:: Directions ::
Each record is to be repeated exactly as it stands below.

:: Data section ::
────────────────────

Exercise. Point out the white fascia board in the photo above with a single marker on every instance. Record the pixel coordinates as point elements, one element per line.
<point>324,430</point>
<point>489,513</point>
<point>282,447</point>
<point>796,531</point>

────────────────────

:: Result of this task ::
Exercise. Point out the white fascia board in the photo above with a single marker on every instance. Record the pixel coordinates as point elements, one element per line.
<point>324,430</point>
<point>489,513</point>
<point>282,447</point>
<point>796,531</point>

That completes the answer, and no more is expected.